> **TASK DESCRIPTION**:
Reproduce every line of the material below, swapping "instance" for "occurrence" wherever it occurs and leaving all other text untouched.

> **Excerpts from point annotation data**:
□ □ □ □
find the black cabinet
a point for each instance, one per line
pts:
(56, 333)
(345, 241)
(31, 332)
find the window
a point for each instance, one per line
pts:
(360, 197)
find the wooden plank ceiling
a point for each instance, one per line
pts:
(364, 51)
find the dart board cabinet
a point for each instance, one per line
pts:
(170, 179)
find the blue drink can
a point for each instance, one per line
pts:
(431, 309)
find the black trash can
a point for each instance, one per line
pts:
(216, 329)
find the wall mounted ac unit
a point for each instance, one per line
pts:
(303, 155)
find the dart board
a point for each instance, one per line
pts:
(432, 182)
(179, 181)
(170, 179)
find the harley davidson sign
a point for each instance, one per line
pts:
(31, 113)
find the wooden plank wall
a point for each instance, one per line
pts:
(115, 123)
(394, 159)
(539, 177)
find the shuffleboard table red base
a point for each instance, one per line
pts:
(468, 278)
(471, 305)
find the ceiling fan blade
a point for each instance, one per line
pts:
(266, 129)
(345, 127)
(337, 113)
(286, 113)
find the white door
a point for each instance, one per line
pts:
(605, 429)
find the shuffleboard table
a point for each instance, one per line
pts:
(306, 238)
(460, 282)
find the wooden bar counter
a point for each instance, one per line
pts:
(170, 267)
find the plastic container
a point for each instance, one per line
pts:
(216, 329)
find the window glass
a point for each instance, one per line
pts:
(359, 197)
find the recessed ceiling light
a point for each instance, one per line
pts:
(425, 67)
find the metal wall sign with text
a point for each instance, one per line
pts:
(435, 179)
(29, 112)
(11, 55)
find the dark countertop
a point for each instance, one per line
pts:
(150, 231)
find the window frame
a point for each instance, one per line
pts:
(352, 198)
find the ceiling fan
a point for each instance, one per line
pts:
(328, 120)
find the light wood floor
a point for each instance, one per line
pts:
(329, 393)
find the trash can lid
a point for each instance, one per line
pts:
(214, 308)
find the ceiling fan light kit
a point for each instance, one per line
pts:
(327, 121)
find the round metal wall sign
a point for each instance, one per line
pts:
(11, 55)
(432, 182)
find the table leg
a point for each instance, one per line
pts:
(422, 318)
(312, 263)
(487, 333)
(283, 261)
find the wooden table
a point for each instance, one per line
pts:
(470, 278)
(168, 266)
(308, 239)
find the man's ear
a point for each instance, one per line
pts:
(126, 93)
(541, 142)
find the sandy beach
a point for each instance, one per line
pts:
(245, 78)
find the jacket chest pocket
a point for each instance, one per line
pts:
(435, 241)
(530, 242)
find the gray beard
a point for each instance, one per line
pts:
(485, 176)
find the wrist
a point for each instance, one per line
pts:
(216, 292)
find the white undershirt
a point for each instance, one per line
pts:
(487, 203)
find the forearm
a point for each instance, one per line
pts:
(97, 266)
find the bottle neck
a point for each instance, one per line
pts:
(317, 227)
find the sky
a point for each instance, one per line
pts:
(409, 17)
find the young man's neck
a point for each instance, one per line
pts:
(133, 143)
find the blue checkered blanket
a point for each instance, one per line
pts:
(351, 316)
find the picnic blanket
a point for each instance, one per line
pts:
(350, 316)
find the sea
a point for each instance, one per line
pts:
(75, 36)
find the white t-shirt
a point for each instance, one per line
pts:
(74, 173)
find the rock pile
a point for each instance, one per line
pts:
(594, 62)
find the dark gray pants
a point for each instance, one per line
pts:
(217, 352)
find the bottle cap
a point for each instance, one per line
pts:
□ □ □ □
> **SOLUTION FOR THIS EXERCISE**:
find the black cabinet
a point for each occurrence, one per line
pts:
(56, 333)
(345, 241)
(31, 332)
find the window
a point for each occurrence, one per line
pts:
(360, 197)
find the wooden plank ceiling
a point for each occurrence, one per line
pts:
(364, 51)
find the dart board cabinet
a point for each occurrence, one per line
pts:
(170, 179)
find the blue drink can
a point for each occurrence, one per line
pts:
(431, 309)
find the black trash can
a point for each occurrence, one per line
pts:
(216, 329)
find the wall mounted ac unit
a point for each occurrence, one per line
pts:
(303, 155)
find the dart board
a point for each occurrence, one per line
pts:
(432, 182)
(179, 181)
(170, 179)
find the harley davidson sign
a point for each occurrence, one per line
pts:
(31, 113)
find the wooden plank wall
a point for each occurrence, one per line
pts:
(115, 123)
(394, 159)
(539, 177)
find the shuffleboard table red base
a point for each occurrence, one per line
pts:
(468, 278)
(471, 305)
find the ceiling fan blade
a point for each occurrence, one per line
pts:
(266, 129)
(345, 127)
(337, 113)
(286, 113)
find the white door
a point for each occurrence, one per line
pts:
(605, 429)
find the shuffleboard table
a point for each occurrence, one per line
pts:
(306, 238)
(460, 282)
find the wooden bar counter
a point for each occurrence, one per line
pts:
(170, 267)
find the plastic container
a point for each occurrence, one per line
pts:
(216, 329)
find the window glass
a point for each occurrence, one per line
pts:
(359, 197)
find the recessed ceiling light
a point for each occurrence, one per line
pts:
(425, 67)
find the metal wall sign with text
a point for each occurrence, one per line
pts:
(435, 179)
(29, 112)
(11, 55)
find the dark countertop
a point for each occurrence, one per line
pts:
(150, 231)
find the window frame
a point for each occurrence, one per line
pts:
(352, 198)
find the ceiling fan
a point for each occurrence, one per line
pts:
(328, 120)
find the light wood floor
a point for each occurrence, one per line
pts:
(329, 393)
find the trash can lid
a point for each occurrence, one per line
pts:
(214, 308)
find the ceiling fan light kit
a point for each occurrence, one per line
pts:
(327, 121)
find the round metal wall sign
a point for each occurrence, one per line
pts:
(11, 55)
(432, 182)
find the table leg
a point for each occurrence, one per line
pts:
(422, 318)
(312, 263)
(487, 333)
(283, 261)
find the wooden table
a point for each occurrence, one per line
pts:
(470, 278)
(168, 266)
(308, 239)
find the man's ear
a point for each occurrence, one per line
pts:
(126, 93)
(541, 142)
find the sandy beach
a point for each occurrence, one per line
pts:
(245, 78)
find the jacket chest pocket
a point for each occurrence, one per line
pts:
(435, 241)
(530, 242)
find the gray beard
a point for each occurrence, one per line
pts:
(485, 176)
find the wrist
a point for each occurrence, one per line
pts:
(216, 292)
find the white undershirt
a point for each occurrence, one per line
pts:
(487, 203)
find the forearm
a point for each occurrence, one per line
pts:
(97, 266)
find the bottle neck
a point for each occurrence, one per line
pts:
(317, 227)
find the sky
a point for each occurrence, one per line
pts:
(409, 17)
find the young man's neck
a point for each occurrence, one per line
pts:
(133, 143)
find the blue checkered blanket
a point for each occurrence, one per line
pts:
(351, 316)
find the picnic blanket
a point for each occurrence, one per line
pts:
(350, 316)
find the sea
a point for each occurrence, one per line
pts:
(75, 36)
find the white t-shirt
a point for each occurrence, one per line
pts:
(74, 173)
find the rock pile
a point for each occurrence, one per line
pts:
(594, 62)
find the dark gray pants
a point for each occurrence, one per line
pts:
(217, 352)
find the bottle cap
a point for each occurrence, one per line
pts:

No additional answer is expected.